◆ **WHAT IS REQUIRED**
Go through the records below and show every line with the string "expected".

◆ **EXTRACTED ENTRIES**
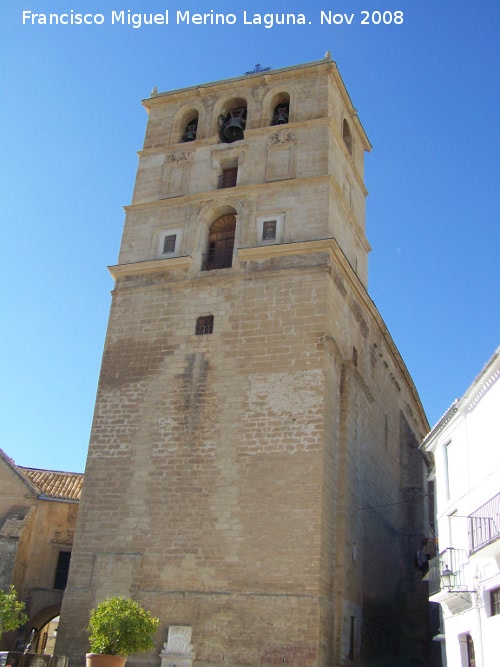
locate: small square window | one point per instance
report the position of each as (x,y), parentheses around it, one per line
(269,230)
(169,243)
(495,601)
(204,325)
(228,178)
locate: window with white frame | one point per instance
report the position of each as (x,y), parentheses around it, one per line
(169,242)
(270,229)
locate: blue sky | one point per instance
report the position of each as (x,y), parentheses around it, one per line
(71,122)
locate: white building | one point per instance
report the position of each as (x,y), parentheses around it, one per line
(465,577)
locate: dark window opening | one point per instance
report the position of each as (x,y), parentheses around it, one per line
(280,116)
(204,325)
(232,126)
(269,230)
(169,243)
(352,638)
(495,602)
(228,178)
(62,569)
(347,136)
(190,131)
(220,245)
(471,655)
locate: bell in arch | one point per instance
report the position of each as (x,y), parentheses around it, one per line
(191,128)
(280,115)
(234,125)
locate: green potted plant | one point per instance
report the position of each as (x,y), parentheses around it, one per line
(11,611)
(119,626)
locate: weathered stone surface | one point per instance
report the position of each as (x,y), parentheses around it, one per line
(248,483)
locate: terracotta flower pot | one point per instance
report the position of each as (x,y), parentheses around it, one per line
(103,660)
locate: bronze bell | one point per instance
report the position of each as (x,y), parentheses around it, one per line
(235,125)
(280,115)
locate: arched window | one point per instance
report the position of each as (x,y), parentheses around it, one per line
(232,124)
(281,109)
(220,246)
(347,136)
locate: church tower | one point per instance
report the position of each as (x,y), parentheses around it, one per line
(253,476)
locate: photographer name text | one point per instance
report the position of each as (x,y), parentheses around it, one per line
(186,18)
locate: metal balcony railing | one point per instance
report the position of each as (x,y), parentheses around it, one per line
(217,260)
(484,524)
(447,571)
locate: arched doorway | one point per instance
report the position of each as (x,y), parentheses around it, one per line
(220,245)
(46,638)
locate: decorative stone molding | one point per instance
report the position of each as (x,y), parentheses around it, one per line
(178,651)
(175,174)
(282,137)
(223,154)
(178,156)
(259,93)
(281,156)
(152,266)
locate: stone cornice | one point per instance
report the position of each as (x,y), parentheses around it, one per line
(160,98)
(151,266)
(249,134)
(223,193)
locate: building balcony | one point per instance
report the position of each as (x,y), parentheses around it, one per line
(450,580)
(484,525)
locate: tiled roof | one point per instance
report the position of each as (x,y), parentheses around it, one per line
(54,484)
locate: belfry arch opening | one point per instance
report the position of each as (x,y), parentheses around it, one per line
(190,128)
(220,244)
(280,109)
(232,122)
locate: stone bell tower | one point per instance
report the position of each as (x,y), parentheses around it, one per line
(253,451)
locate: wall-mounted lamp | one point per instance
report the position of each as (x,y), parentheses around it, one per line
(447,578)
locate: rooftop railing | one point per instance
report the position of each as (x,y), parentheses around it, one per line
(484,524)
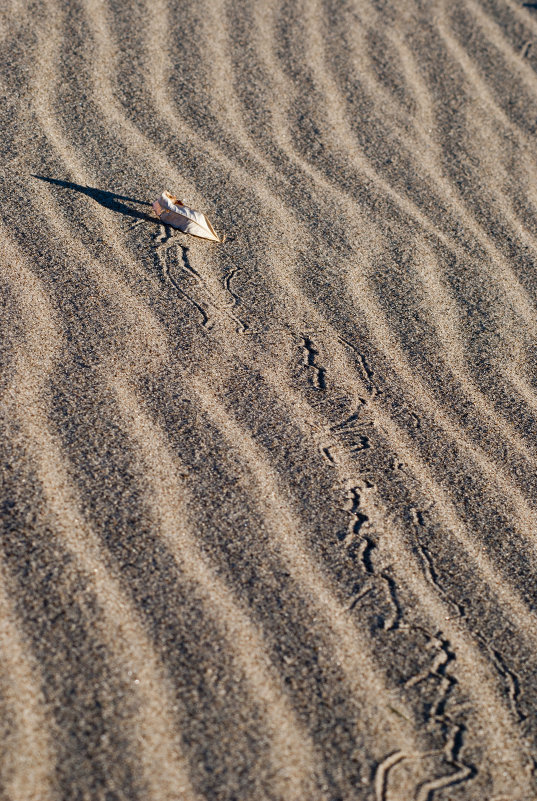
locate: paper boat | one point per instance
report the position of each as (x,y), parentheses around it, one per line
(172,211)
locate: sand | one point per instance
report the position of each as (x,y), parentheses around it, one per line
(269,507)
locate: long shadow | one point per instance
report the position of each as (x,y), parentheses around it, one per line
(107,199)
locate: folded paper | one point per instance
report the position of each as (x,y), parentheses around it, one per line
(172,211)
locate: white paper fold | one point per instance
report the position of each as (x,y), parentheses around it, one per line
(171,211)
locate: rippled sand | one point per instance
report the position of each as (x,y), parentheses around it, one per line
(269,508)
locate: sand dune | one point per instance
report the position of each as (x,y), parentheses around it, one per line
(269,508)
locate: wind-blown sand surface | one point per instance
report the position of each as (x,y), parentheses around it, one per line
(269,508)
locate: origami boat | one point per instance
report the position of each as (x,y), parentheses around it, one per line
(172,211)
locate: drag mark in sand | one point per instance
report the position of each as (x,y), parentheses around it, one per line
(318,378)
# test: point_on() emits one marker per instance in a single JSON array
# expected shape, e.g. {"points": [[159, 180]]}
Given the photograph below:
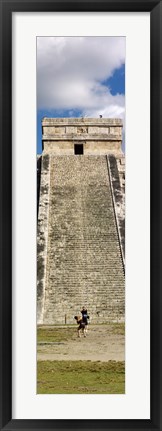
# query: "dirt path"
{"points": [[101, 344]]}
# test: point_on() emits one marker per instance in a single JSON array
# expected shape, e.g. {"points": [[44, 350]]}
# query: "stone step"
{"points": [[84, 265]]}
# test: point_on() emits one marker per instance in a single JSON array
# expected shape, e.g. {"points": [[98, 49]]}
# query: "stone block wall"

◆ **RESULT**
# expected shape, e.g. {"points": [[159, 180]]}
# expected shape, e.g. {"points": [[44, 350]]}
# expected shape, e.g. {"points": [[98, 49]]}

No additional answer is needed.